Task prompt>
Lay out the listing as a numbered list, starting at its first line and running up to and including the line that contains "[[[35,300],[33,273],[19,256],[0,254],[0,350],[16,343],[31,324]]]". Leave out any blank lines.

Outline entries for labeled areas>

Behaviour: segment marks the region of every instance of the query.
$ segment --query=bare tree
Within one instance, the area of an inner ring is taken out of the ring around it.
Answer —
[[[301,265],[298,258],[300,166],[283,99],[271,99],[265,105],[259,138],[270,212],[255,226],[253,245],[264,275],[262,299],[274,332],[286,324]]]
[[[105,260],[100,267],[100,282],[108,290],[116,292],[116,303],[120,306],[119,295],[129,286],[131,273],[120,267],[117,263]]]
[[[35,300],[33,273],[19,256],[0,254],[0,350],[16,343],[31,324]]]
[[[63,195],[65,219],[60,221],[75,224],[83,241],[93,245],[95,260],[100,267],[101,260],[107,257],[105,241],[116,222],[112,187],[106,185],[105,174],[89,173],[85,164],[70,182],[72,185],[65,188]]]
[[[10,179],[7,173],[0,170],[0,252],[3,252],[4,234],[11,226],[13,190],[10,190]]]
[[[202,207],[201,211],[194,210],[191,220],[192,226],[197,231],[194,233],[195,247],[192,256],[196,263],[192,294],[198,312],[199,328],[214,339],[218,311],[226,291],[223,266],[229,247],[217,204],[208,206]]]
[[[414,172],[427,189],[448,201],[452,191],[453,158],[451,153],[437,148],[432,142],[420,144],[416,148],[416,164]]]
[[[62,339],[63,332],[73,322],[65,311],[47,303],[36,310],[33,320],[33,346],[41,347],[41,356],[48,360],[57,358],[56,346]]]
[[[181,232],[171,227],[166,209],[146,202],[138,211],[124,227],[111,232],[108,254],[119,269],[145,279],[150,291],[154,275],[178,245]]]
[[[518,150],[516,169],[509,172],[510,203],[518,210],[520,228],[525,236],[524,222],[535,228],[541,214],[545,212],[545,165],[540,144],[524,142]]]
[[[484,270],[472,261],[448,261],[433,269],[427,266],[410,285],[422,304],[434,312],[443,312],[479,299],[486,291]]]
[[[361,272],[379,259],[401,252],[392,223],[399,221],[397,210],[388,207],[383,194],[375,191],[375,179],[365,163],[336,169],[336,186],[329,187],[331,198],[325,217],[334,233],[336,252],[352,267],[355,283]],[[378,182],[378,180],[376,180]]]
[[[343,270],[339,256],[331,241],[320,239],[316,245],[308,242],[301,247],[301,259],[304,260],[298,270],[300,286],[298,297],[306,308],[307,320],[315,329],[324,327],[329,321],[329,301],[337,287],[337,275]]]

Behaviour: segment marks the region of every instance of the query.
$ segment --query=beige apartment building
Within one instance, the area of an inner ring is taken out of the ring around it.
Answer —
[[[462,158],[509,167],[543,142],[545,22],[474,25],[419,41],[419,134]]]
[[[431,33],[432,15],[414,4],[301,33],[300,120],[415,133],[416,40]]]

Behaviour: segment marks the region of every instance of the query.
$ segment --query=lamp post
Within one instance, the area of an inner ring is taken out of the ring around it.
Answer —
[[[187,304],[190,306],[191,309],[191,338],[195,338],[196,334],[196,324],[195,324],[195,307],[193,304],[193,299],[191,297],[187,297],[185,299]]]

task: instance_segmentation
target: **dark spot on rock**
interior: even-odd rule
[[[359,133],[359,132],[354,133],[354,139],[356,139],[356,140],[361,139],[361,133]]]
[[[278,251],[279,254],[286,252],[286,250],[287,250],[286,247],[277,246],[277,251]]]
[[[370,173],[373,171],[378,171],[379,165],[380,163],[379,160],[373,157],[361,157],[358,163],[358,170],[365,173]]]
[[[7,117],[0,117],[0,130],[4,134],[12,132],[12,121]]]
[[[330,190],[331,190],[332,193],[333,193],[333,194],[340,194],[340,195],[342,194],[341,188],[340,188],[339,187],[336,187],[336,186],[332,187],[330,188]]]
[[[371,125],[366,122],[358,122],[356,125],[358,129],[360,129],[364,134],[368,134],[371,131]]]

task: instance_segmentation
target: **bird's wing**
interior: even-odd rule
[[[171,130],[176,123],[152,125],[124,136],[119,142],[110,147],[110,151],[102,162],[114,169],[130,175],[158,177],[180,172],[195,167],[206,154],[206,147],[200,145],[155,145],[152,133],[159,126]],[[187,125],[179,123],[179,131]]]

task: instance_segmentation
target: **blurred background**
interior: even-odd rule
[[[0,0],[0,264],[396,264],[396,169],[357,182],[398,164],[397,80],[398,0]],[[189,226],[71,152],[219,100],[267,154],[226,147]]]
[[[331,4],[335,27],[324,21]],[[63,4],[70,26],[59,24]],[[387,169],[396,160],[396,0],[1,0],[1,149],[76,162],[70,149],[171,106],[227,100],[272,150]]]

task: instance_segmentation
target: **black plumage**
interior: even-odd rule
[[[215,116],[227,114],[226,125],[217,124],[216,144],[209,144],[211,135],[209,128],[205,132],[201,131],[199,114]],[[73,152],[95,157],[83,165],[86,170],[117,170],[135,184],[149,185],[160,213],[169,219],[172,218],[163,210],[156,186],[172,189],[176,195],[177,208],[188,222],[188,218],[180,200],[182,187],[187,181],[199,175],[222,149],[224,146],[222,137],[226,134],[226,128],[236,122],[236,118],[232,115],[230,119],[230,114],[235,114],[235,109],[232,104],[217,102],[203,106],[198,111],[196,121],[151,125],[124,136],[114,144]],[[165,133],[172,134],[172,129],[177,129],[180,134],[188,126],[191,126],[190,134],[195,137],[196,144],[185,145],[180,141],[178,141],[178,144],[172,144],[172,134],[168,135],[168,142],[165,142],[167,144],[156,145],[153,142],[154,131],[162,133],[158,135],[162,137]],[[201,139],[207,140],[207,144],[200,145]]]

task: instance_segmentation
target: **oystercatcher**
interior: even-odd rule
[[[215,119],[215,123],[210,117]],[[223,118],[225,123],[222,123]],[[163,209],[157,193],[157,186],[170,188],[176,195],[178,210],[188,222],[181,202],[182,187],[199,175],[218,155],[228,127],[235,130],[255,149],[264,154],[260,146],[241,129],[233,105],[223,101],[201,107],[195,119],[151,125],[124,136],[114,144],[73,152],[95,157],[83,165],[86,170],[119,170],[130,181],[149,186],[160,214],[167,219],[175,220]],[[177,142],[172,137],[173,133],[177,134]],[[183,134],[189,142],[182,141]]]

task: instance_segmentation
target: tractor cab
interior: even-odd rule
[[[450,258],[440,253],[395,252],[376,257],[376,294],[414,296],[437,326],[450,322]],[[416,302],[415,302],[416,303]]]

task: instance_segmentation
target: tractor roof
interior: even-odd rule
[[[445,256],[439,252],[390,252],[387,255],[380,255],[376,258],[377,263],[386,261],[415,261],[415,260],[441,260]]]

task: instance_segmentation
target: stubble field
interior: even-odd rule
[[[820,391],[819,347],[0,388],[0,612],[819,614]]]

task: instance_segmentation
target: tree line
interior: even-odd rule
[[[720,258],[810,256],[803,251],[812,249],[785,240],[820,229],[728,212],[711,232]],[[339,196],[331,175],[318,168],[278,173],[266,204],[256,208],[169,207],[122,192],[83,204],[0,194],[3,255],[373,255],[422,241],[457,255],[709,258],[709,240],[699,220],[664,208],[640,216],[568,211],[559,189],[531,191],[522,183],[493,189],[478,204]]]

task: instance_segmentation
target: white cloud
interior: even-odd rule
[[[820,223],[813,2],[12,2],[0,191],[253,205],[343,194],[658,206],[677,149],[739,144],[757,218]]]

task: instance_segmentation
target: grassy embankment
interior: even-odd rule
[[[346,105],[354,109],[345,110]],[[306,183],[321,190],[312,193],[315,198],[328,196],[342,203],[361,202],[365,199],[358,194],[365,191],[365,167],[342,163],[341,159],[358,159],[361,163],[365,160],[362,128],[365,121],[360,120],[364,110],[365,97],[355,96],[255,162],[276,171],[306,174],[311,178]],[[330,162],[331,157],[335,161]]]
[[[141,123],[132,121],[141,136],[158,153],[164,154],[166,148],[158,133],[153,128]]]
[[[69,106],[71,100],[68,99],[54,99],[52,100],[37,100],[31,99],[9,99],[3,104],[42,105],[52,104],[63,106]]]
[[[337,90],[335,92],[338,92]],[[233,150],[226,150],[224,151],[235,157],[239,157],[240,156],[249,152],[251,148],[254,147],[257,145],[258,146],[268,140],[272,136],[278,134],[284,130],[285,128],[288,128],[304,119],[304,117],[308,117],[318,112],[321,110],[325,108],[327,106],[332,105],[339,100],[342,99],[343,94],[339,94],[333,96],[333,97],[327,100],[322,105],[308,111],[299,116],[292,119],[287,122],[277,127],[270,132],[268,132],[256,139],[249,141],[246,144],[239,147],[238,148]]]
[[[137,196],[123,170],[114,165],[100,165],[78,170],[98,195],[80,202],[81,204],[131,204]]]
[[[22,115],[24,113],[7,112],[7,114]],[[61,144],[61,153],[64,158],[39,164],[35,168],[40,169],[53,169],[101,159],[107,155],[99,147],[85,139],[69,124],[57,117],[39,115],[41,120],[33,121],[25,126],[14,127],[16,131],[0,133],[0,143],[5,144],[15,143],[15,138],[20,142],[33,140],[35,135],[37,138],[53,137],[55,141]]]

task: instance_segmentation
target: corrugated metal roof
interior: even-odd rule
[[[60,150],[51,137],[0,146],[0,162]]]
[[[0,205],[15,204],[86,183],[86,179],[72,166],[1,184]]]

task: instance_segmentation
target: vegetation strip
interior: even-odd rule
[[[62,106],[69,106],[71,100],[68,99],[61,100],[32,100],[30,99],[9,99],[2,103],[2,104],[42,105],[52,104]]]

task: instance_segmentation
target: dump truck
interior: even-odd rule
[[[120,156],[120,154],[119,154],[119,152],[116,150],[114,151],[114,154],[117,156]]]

Task result>
1. Behaviour: segment marks the region of every instance of the query.
2. $ segment --query=bare tree
3. Within one instance, the area of an inner ring is taken out of the ring around it.
4. Answer —
5. [[[301,265],[298,258],[300,166],[283,99],[271,99],[265,105],[259,138],[270,212],[255,226],[253,245],[264,275],[262,299],[274,332],[286,324]]]
6. [[[105,260],[100,267],[100,282],[108,290],[116,292],[116,303],[120,306],[119,295],[129,286],[131,273],[120,267],[117,263]]]
7. [[[35,300],[33,273],[19,256],[0,254],[0,350],[16,343],[31,324]]]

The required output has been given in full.